:: Short exercise ::
Take the line that contains "Would you kindly locate the lounge" and every line after it in the material below, and quote them exactly.

--- Information supplied ---

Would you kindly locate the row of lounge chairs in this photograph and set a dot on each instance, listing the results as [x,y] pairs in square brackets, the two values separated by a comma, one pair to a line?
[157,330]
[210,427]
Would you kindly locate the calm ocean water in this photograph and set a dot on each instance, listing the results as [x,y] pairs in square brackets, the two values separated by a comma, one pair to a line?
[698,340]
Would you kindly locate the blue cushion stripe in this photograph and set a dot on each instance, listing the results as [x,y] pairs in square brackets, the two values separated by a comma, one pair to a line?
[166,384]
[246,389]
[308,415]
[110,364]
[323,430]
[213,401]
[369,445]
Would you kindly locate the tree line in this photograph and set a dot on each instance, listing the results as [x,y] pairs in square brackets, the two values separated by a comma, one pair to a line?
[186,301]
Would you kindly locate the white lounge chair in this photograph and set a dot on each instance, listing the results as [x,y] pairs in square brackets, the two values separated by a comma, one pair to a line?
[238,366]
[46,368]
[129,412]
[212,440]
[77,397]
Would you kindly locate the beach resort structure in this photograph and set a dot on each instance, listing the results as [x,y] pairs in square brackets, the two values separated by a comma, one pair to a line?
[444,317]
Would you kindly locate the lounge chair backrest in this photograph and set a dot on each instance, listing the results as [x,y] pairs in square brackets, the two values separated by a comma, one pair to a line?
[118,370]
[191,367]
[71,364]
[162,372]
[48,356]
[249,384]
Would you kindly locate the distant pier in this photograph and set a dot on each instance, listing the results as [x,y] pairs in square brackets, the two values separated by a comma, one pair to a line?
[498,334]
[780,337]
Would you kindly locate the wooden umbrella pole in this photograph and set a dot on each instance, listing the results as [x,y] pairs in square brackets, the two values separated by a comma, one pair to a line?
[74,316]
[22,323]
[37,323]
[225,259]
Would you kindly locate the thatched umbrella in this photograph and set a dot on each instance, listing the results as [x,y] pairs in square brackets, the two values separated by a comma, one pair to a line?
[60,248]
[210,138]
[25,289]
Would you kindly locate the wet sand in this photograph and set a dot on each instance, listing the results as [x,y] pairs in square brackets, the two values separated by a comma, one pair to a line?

---

:: The answer ::
Would you kindly locate the lounge chair backrest in this photograph and set a dot on each instance, listing the results as [x,y] pairs in square brackets, the two values separated by a comma, one pair to a line?
[118,370]
[191,367]
[71,364]
[162,372]
[48,356]
[249,384]
Would you kindly locate the distant pier in this photograph and set a dot on each instance, listing the results as [x,y] pairs in square brackets, the two values separated by a comma, one pair to a line?
[498,334]
[780,337]
Would you kindly locate the wooden umbrella pole in this photograph and set a dot on each instance, listing the results as [x,y] pairs in square brackets, the two values separated by a comma, one pair to a line?
[74,316]
[22,323]
[37,323]
[225,259]
Would you kindly locate the thatched umbrella in this photograph and set a dot on each instance, listing the results as [x,y] pairs in square brackets, the two values separated by a comma, one pair to a line?
[60,248]
[210,138]
[25,289]
Would you kindly locate the wet sand in this photograph and set a dot on each instance, listing the results as [x,y] pairs in square brackets, the two values separated by a comma, one pair to a line?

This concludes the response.